What is being asked :: Collect every line in the rows that contains the word "green".

==== Given information ====

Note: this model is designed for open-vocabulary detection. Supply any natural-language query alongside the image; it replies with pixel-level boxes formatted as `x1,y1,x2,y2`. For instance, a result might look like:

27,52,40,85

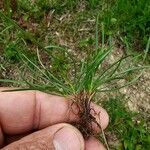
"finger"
3,124,84,150
85,137,106,150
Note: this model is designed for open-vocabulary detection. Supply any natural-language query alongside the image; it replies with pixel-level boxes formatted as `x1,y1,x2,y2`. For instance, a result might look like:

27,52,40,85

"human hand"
0,88,109,150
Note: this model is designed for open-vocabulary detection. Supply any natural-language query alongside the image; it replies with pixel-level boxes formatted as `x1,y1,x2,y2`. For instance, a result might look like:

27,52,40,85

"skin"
0,88,109,150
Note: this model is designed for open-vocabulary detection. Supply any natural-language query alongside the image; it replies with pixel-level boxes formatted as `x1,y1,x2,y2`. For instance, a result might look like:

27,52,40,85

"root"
71,92,109,150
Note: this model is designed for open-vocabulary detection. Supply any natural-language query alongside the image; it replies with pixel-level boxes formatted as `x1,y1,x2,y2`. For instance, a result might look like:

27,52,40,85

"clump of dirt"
72,92,101,139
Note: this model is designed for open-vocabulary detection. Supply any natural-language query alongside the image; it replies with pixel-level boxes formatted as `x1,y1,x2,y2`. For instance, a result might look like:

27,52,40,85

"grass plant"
0,0,150,150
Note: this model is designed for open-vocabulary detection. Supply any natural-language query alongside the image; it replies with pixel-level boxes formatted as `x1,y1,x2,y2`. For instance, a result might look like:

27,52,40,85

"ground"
0,0,150,150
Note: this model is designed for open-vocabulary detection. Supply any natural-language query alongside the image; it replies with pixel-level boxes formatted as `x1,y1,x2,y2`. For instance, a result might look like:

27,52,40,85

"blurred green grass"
0,0,150,150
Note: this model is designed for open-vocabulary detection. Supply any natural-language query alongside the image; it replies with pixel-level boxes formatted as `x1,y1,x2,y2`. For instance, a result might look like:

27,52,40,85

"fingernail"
53,127,82,150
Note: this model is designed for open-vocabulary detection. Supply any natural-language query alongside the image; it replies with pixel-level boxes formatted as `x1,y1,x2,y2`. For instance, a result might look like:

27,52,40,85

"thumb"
3,123,84,150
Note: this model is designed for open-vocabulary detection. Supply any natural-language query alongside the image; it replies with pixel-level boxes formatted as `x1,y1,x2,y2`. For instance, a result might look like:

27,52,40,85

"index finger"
0,89,108,135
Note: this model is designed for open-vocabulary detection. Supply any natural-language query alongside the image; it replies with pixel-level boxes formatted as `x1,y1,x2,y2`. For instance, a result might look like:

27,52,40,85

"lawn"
0,0,150,150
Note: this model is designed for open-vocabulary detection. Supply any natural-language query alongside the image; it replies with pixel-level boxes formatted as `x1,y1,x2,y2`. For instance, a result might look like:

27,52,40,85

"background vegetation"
0,0,150,150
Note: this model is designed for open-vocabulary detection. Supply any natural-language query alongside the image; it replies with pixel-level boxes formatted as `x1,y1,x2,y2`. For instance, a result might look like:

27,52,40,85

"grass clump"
0,11,148,149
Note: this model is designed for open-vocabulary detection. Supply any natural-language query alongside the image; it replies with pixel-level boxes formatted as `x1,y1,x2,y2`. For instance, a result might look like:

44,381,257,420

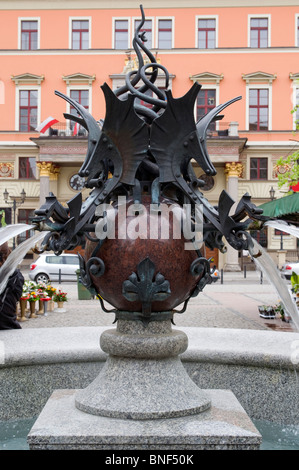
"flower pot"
258,306,275,320
36,300,44,315
18,299,28,322
29,302,37,318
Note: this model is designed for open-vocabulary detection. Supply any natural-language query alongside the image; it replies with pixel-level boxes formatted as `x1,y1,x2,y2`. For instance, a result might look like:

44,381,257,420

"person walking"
0,243,25,330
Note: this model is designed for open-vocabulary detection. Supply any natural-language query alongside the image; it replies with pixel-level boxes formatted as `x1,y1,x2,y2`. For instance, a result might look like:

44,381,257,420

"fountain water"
0,4,298,449
0,230,45,294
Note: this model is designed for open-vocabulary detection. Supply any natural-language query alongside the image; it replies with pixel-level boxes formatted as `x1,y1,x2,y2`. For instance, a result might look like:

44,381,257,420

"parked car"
29,253,79,282
281,261,299,280
211,268,220,282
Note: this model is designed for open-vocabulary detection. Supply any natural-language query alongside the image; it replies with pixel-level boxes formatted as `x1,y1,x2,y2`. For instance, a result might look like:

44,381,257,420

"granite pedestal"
28,320,261,450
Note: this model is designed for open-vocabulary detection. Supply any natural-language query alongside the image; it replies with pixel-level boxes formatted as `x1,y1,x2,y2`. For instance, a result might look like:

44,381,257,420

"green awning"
259,192,299,221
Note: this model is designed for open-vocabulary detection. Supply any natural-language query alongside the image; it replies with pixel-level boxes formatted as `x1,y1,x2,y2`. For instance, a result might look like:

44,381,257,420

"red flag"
73,122,79,135
35,116,59,134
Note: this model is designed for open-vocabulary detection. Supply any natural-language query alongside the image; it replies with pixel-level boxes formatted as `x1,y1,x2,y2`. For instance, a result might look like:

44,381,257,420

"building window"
250,18,268,48
17,209,35,245
72,20,89,50
158,20,172,49
134,20,153,49
250,158,268,180
19,90,38,132
295,88,299,125
21,21,38,51
19,157,36,179
70,90,89,135
196,89,216,131
249,88,269,131
197,18,216,49
114,20,129,49
0,207,11,227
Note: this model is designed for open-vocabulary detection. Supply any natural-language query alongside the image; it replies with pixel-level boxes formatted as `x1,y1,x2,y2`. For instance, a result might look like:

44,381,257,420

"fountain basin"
0,327,299,424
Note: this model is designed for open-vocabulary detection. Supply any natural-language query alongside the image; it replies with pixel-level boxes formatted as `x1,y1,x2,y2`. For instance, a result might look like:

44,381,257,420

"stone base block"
28,390,262,451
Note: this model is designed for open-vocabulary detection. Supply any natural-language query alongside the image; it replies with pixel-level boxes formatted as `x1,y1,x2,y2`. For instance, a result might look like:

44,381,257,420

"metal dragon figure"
32,7,265,321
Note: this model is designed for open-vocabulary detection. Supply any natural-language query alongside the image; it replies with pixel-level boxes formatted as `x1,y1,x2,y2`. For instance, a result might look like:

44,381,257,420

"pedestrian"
0,243,24,330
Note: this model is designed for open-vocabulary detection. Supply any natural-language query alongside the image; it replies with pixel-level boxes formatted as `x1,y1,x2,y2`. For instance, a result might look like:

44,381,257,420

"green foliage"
276,105,299,189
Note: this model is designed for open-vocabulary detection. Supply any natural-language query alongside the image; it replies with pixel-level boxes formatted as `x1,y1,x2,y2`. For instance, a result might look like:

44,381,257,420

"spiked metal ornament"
33,7,266,322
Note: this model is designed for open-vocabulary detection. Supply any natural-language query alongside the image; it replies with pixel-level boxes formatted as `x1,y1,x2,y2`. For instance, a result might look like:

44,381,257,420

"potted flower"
291,271,299,297
258,305,275,320
46,284,56,311
274,302,288,322
19,288,29,322
28,291,39,318
53,289,67,308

====

Answer to this problem ::
"blurred green grass"
"green awning"
"green foliage"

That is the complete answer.